- **The request**:
Reproduce word for word every line below, from the line containing "Please pin the ripe" through the final line.

- **Listed entries**:
☆ ☆ ☆

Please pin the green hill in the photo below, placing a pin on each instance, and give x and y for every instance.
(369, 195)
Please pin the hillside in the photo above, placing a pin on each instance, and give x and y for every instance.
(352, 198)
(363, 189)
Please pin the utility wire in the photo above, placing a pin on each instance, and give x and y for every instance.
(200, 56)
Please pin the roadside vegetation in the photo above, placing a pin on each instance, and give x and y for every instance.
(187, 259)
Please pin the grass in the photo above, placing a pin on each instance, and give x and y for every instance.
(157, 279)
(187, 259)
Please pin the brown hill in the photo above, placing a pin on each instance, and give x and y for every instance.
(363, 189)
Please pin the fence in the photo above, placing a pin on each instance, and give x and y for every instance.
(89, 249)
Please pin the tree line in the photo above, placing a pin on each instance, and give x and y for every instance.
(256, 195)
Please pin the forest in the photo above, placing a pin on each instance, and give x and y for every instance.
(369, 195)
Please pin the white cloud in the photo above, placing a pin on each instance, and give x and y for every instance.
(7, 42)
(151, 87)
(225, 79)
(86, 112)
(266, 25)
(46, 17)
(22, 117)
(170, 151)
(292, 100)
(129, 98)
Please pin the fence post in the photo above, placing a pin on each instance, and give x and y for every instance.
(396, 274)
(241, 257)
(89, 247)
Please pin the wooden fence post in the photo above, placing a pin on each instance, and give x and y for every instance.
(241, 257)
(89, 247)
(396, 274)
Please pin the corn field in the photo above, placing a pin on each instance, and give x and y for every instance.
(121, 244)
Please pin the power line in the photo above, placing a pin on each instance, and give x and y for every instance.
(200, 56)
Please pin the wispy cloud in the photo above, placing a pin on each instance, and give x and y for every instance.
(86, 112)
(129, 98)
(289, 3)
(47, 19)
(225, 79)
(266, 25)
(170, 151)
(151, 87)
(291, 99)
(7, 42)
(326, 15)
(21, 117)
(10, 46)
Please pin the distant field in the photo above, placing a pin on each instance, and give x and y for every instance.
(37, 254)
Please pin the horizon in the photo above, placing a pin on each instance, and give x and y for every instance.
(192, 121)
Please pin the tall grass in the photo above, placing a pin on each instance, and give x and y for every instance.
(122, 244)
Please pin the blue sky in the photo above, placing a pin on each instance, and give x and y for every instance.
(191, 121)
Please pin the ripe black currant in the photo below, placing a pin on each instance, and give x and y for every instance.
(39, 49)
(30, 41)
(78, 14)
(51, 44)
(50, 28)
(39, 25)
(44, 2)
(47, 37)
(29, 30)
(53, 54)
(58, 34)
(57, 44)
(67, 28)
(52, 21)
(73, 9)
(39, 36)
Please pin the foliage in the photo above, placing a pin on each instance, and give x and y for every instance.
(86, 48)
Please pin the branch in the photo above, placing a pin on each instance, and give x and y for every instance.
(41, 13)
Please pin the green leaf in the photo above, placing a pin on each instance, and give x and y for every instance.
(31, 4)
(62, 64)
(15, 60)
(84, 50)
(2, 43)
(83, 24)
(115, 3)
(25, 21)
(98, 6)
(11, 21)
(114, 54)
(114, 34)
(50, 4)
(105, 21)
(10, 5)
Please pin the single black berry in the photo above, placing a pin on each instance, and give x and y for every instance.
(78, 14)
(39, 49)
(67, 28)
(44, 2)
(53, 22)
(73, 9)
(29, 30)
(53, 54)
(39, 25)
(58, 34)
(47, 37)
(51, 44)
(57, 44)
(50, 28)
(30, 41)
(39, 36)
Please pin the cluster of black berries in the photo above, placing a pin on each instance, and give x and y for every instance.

☆ ☆ ☆

- **Task output**:
Please pin the ripe black currant in the photo below, placing a pin on each instance, and give x and y for every instance.
(39, 49)
(30, 41)
(78, 14)
(51, 44)
(50, 28)
(39, 25)
(44, 2)
(47, 37)
(29, 30)
(53, 54)
(58, 34)
(57, 44)
(67, 28)
(52, 21)
(73, 9)
(39, 36)
Please pin the foliage in the photo above, placing a pin on each instance, and give x and y for every instance.
(86, 48)
Please pin the branch in the photo above, placing a pin on each instance, and give x and y for every instance.
(41, 13)
Please pin the green leaf in the photo above, placing a pin on each instance, and give x and y for every instance.
(31, 4)
(62, 64)
(15, 60)
(84, 50)
(2, 43)
(83, 24)
(115, 3)
(25, 21)
(98, 6)
(11, 21)
(114, 54)
(114, 34)
(50, 4)
(105, 21)
(10, 5)
Please pin the single black berry in the photo above, placing a pin on each instance, and give x and y for every instance.
(78, 14)
(39, 49)
(67, 28)
(44, 2)
(53, 22)
(73, 9)
(29, 30)
(53, 54)
(39, 25)
(58, 34)
(47, 37)
(51, 44)
(57, 44)
(50, 28)
(30, 41)
(39, 36)
Please pin the cluster of black berries in the photo above, placing a pin on each instance, and give x and y for every instance.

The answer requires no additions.